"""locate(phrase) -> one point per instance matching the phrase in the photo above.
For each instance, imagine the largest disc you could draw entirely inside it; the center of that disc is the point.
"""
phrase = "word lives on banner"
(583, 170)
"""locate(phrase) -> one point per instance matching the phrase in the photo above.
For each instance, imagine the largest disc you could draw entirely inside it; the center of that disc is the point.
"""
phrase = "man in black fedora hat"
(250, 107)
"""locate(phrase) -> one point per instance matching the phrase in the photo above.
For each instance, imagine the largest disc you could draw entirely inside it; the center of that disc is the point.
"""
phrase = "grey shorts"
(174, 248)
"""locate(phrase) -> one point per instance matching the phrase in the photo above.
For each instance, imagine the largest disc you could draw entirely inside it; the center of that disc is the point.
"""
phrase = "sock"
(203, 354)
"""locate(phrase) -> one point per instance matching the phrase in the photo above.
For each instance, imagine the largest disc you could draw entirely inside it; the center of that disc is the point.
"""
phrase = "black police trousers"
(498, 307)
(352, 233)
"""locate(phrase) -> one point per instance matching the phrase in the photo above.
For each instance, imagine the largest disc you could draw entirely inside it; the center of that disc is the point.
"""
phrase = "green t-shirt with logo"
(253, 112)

○ ○ ○ ○

Stated exercise - Show every line of the records that contains the word "black".

Exercise answer -
phrase = "man in black fedora hat"
phrase = "black police trousers"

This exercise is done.